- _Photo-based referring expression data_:
--

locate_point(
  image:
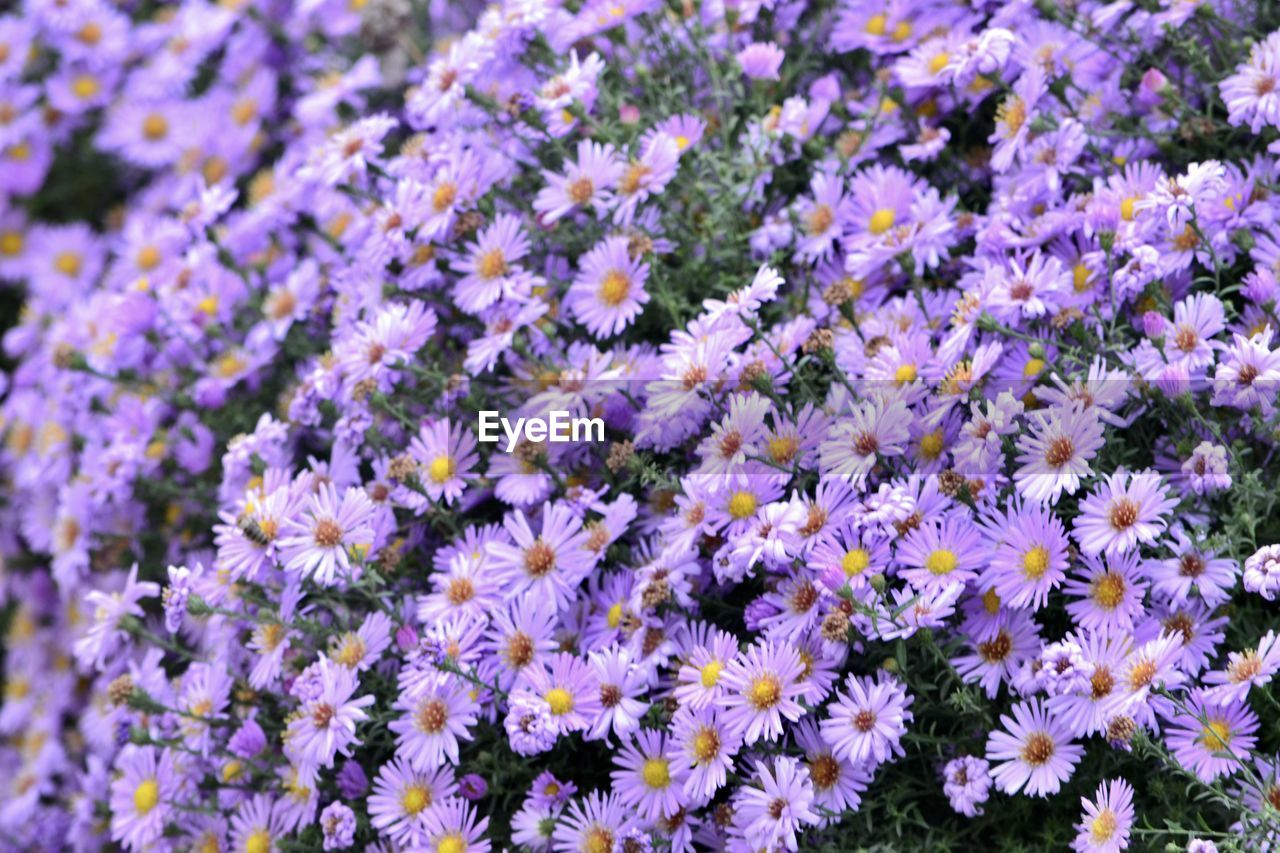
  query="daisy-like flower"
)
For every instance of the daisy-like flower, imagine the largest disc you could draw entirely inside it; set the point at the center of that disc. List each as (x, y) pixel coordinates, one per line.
(942, 552)
(868, 720)
(446, 452)
(403, 798)
(1125, 509)
(1106, 820)
(489, 265)
(1192, 568)
(1109, 593)
(1056, 452)
(874, 428)
(566, 685)
(586, 183)
(762, 687)
(707, 751)
(1034, 751)
(1029, 556)
(1211, 739)
(332, 533)
(1252, 94)
(837, 783)
(325, 725)
(595, 822)
(435, 716)
(452, 826)
(650, 775)
(771, 815)
(967, 783)
(1244, 670)
(551, 564)
(608, 293)
(105, 635)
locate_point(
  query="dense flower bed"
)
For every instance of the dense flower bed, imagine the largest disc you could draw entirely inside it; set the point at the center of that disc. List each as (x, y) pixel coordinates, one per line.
(935, 349)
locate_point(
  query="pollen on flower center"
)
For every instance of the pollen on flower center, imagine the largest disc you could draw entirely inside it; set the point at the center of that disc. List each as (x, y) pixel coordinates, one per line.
(560, 701)
(615, 287)
(1109, 591)
(146, 796)
(766, 692)
(741, 505)
(881, 220)
(492, 264)
(705, 744)
(155, 127)
(1123, 515)
(1038, 749)
(711, 674)
(1036, 562)
(442, 469)
(864, 720)
(1215, 735)
(997, 648)
(581, 191)
(941, 561)
(432, 716)
(656, 772)
(328, 534)
(539, 559)
(1104, 826)
(415, 799)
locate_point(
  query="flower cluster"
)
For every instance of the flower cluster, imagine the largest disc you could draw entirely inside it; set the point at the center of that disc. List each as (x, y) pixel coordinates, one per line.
(932, 346)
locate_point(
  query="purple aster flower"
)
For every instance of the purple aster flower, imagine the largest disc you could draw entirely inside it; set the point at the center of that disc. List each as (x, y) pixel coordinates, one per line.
(1210, 739)
(1056, 452)
(608, 293)
(868, 720)
(332, 534)
(144, 794)
(967, 783)
(772, 813)
(327, 723)
(338, 824)
(760, 688)
(1106, 820)
(1034, 751)
(1127, 509)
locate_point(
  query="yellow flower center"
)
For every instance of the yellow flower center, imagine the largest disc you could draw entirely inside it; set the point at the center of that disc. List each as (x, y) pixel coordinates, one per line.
(711, 674)
(615, 287)
(451, 844)
(941, 561)
(442, 469)
(741, 505)
(561, 701)
(881, 220)
(766, 692)
(855, 562)
(1104, 826)
(259, 842)
(155, 127)
(146, 796)
(1036, 562)
(656, 774)
(415, 799)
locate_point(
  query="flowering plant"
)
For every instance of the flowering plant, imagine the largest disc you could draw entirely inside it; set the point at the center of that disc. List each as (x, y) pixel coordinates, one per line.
(932, 351)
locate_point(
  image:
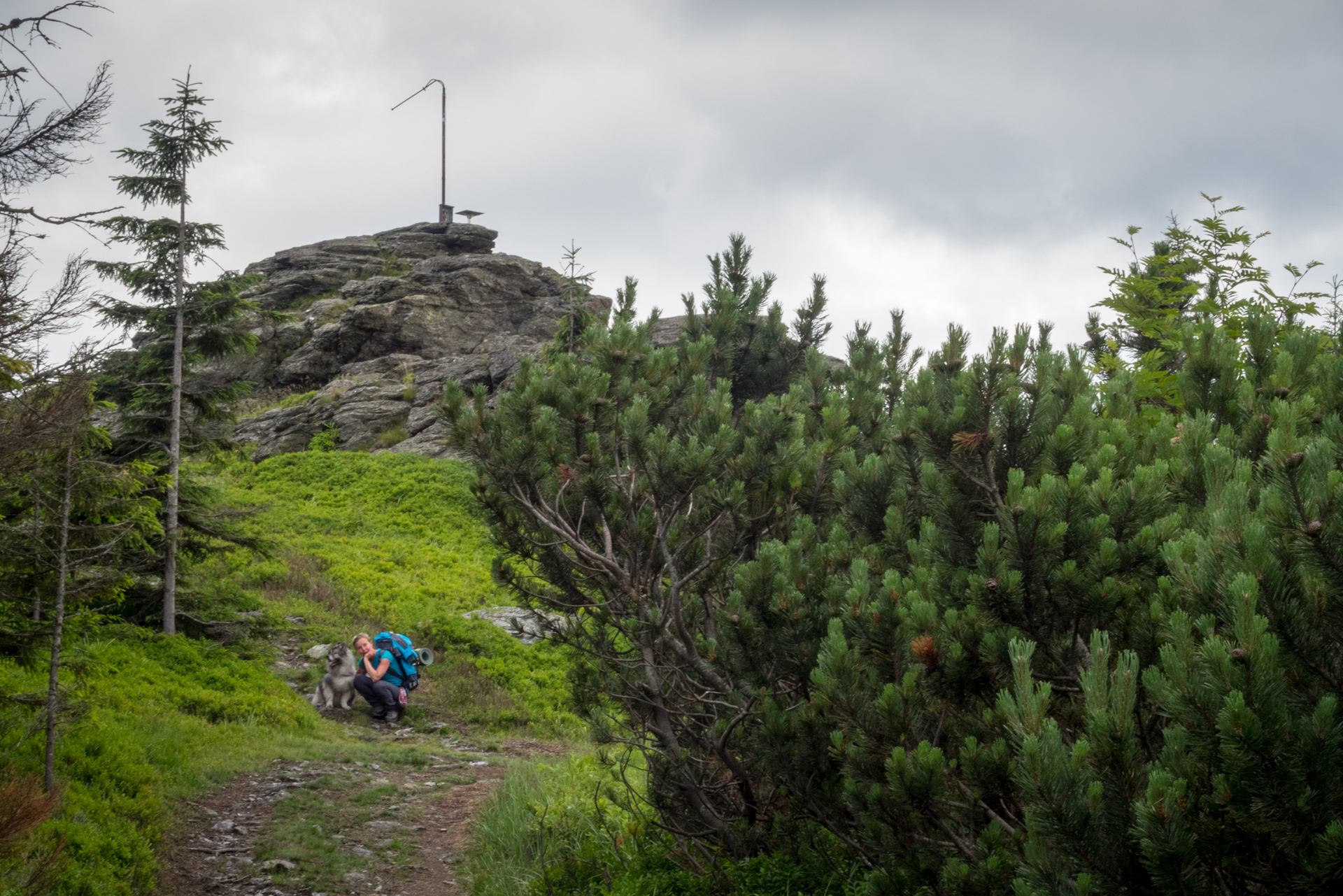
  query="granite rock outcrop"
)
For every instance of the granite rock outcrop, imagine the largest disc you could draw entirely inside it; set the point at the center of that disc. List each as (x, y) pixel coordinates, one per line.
(376, 325)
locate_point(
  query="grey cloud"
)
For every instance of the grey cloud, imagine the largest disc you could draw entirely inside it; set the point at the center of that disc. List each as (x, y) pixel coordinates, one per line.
(1007, 136)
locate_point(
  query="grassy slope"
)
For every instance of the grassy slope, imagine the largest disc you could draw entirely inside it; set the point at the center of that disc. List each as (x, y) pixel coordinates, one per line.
(362, 543)
(159, 718)
(402, 546)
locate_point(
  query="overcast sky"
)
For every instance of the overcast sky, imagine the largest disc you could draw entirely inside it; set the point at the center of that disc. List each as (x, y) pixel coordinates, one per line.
(966, 162)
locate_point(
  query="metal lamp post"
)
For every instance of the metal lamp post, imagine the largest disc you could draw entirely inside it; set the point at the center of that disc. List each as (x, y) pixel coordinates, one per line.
(445, 211)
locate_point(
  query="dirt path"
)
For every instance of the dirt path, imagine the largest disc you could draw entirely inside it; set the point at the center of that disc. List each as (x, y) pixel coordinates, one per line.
(374, 829)
(390, 813)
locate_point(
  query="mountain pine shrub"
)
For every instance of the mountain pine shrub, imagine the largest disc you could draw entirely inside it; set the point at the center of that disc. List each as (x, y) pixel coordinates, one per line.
(1035, 620)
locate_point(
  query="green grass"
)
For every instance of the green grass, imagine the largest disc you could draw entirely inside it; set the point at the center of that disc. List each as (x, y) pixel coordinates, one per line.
(391, 541)
(157, 719)
(360, 543)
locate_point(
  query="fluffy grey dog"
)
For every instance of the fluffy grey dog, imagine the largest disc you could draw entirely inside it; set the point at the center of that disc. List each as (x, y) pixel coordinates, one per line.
(337, 688)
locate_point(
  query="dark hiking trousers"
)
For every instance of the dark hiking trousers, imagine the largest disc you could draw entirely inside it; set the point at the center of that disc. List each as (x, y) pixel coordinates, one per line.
(381, 695)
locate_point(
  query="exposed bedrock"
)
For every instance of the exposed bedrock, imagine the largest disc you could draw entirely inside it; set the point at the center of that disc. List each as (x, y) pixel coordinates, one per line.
(379, 324)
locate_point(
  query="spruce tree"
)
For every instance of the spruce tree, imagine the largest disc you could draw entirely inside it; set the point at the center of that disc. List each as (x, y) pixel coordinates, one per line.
(167, 249)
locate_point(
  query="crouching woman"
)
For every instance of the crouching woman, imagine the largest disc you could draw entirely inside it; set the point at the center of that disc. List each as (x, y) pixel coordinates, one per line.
(378, 681)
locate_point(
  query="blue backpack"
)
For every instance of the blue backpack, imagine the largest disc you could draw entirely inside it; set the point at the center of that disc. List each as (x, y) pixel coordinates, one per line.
(403, 655)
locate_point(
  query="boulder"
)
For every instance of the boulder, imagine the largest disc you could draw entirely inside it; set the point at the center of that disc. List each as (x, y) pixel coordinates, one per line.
(379, 324)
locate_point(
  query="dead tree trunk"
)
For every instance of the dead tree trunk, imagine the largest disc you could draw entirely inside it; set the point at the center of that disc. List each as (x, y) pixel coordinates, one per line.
(58, 617)
(175, 433)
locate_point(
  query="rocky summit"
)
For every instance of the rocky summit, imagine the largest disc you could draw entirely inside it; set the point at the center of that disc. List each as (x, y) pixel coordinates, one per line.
(376, 325)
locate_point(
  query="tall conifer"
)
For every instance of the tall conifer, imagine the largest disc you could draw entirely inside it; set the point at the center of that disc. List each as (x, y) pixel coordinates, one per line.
(167, 248)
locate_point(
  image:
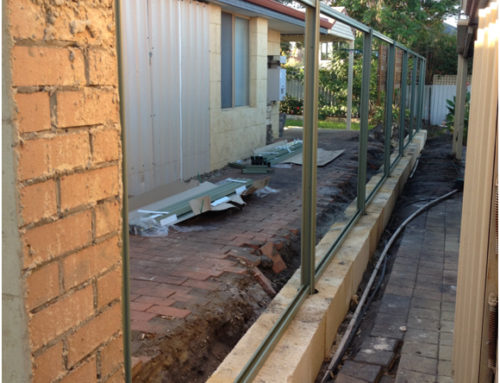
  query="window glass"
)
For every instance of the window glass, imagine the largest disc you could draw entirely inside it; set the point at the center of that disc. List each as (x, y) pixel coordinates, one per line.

--

- _Goal of the exercise_:
Your task is to gather all lines from the entries above that hold the word "glass".

- _Your response_:
  query="window glass"
For every instance of the window glass, imagine the largest disc you could draw entirely inside it; set the point at the center of that disc. List each as (x, y) pixel coordinates, one per line.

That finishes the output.